FIG. 8 is a flowchart of a technique 800 for coding a transform block. The technique 800 can be implemented, for example, as a software program that may be executed by computing devices such as transmitting station 102 or receiving station 106. The software program can include machine-readable instructions that may be stored in a memory such as the memory 204 or the secondary storage 214, and that, when executed by a processor, such as the processor 202, may cause the computing device to perform the technique 800. The technique 700 may be implemented in whole or in part in the transform stage 404 of the encoder 400 of FIG. 4 and/or the inverse transform stage 506 of the decoder 500 of FIG. 5 . The technique 800 can be implemented using specialized hardware or firmware. Multiple processors, memories, or both, may be used. When the technique 800 is implemented by an encoder, the term “coding” includes encoding, such as in the compressed bitstream; and when the technique 800 is implemented by a decoder, the term “coding” includes decoding, such as from the compressed bitstream.
At 802, a long transform type to apply to a long side of the transform block and a short transform type to apply to a short side of the transform block are identified. The long side is set as the maximum of the width and the height of the transform block, and the short side is set as the minimum of the width and the height of the transform block. Identifying the long transform type and the short transform type can include steps 802_2 and 802_4.
At 802_2, the technique 800 determines whether the long side is equal to a first threshold value (e.g., 32) or a second threshold value (e.g., 64). In response to determining that the long side is equal to the first threshold value, at 802_4, the long transform type is coded as one of the discrete cosine transform (DCT) or the identity transform. If the long side is the height (width) of the transform block, then the identity transform is the horizontal (vertical) identity transform. In response to determining that the long side is equal to the second threshold value, the long transform type is set to the discrete cosine transform without coding, as only DCT is allowed for this size. As such, the long transform type can be encoded using a flag that can take on 2 possible values (i.e., 0 or 1) for the first threshold, or no signaling is required for the second threshold. When implemented at the encoder, the encoder selects the long transform type from one of DCT or an identity transform for the first threshold by optimizing a rate-distortion (RD) cost. The RD cost is computed as a combination of the distortion introduced by the transform type (e.g., measured as the difference between the original and reconstructed block) and the rate required to encode the transform type and associated coefficients, selecting the transform type that minimizes the RD cost.
As mentioned, coding the long transform type includes encoding the long transform type (e.g., encoding an indication thereof) in a compressed bitstream. When implemented at a decoder, coding the transform type includes decoding the long transform type (e.g., decoding the indication thereof) from the compressed bitstream. The long transform type may be entropy coded. As described above, the probability distribution for coding the long transform type can be based on whether the prediction block corresponding to the transform block is obtained using an inter prediction mode or an intra prediction mode. As such, coding the long transform type can include selecting a probability model for coding the long transform type where the probability model is selected based on whether a prediction block associated with the transform block is predicted using an inter prediction mode or an intra prediction mode.

Pointing records
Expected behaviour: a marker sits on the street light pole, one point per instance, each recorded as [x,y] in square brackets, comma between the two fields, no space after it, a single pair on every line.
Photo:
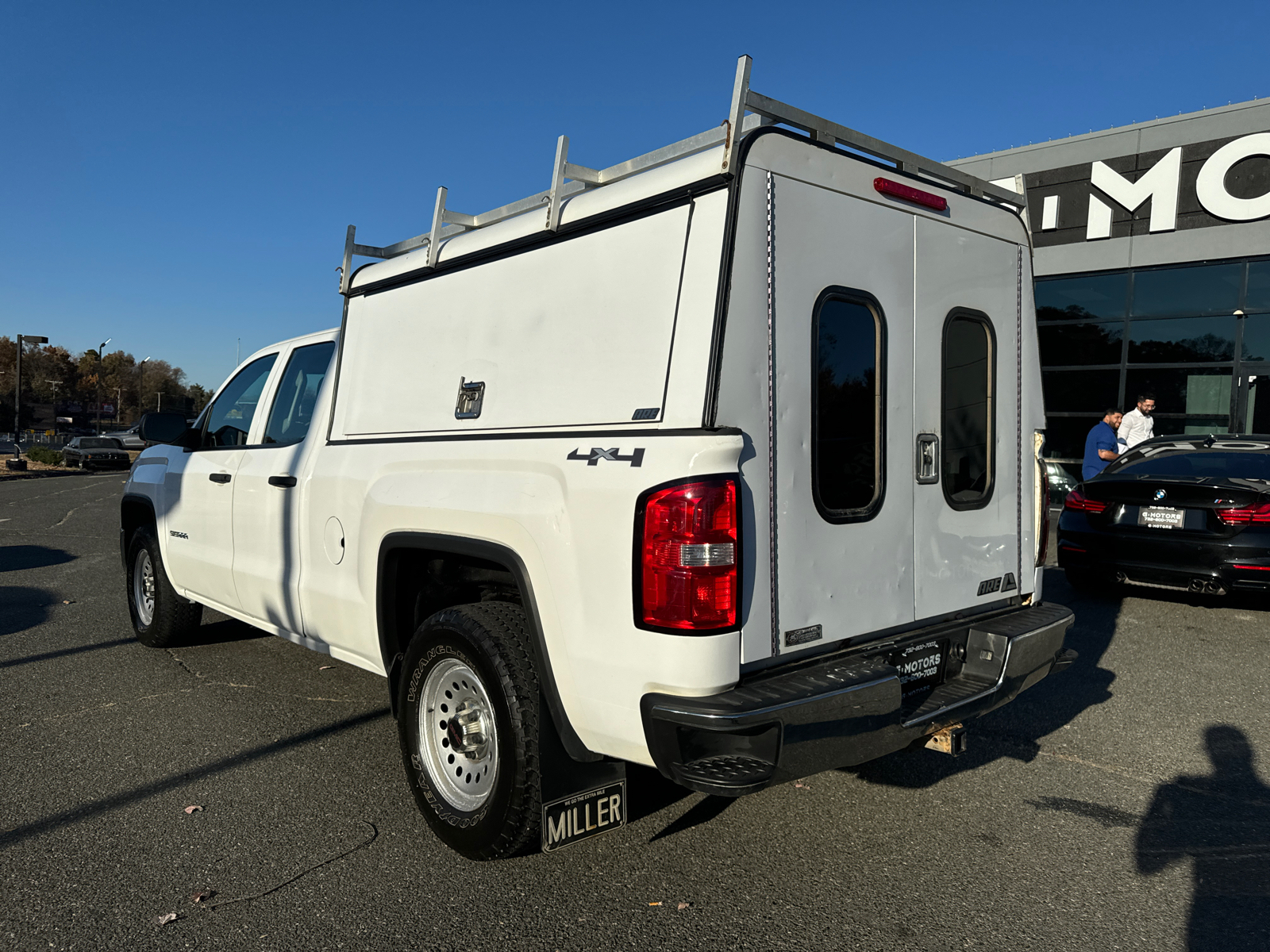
[101,348]
[141,378]
[17,393]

* _Stated task 1_
In the transform block text, what is the short side of the transform block set as?
* _Stated task 2_
Update the transform block text, everything from "At 802, a long" down to "802_2 and 802_4.", so that "identified" reads "determined".
* _Stated task 3_
Take the transform block text further, picking up right after its last sentence.
You won't need the records for any of this.

* _Expected output 1_
The minimum of the width and the height of the transform block.

* _Expected output 2_
At 802, a long transform type to apply to a long side of the transform block and a short transform type to apply to a short side of the transform block are determined. The long side is set as the maximum of the width and the height of the transform block, and the short side is set as the minimum of the width and the height of the transform block. Identifying the long transform type and the short transform type can include steps 802_2 and 802_4.

* _Expected output 3_
Identifying the long transform type and the short transform type can include determining that the short side is equal to the first threshold value (e.g., 32) and, in response to determining that the short side is equal to the first threshold value, coding the short transform type as one of the discrete cosine transform or the identity transform; or determining that the short side is less than the first threshold value and, in response to determining that the short side is less than the first threshold value, coding the short transform type for the transform block, wherein the short transform type is one of the discrete cosine transform, an asymmetric discrete sine transform, a flipped asymmetric discrete sine transform, or the identity transform. For blocks with a long side equal to 64 and a short side less than or equal to 16, this results in the overall two-dimensional transform being one of DCT_DCT, ADST_DCT, FLIPADST_DCT, or H_DCT (for a horizontal short side) or DCT_DCT, DCT_ADST, DCT_FLIPADST, or V_DCT (for a vertical short side), since the long transform type is a discrete cosine transform.
At 804, the identified transform types are applied. That is, the long transform type is applied along the long side of the transform block and the short transform type is applied along the short side. When implemented at the encoder, the long transform type is applied along a long side of a residual block and the short transform type is applied along the short side of the residual block to obtain the transform block. When implemented at the decoder, the long transform type is applied along the long side of the transform block and the short transform type is applied along the short side of the transform block to obtain the residual block. Applying a transform type at the encoder and the decoder should be understood to mean that the transform type is applied at the encoder and its inverse is applied at the decoder.
FIG. 9 is a flowchart of a technique 900 for selecting a transform set based on the dimensions of a transform block. The technique 900 can be implemented, for example, as a software program that may be executed by computing devices such as transmitting station 102 or receiving station 106. The software program can include machine-readable instructions that may be stored in a memory such as the memory 204 or the secondary storage 214, and that, when executed by a processor, such as the processor 202, may cause the computing device to perform the technique 900. The technique 900 may be implemented in whole or in part in the transform stage 404 of the encoder 400 of FIG. 4 and/or the inverse transform stage 506 of the decoder 500 of FIG. 5 . The technique 900 can be implemented using specialized hardware or firmware. Multiple processors, memories, or both, may be used.
The technique 900 receives the width and height of a transform block as input. When implemented by the encoder, the transform block may be generated by the transform stage 404, which determines the dimensions based on a partitioning of a residual block. When implemented by the decoder, the width and height may be decoded from a compressed bitstream, such as the compressed bitstream 420 of FIG. 4 .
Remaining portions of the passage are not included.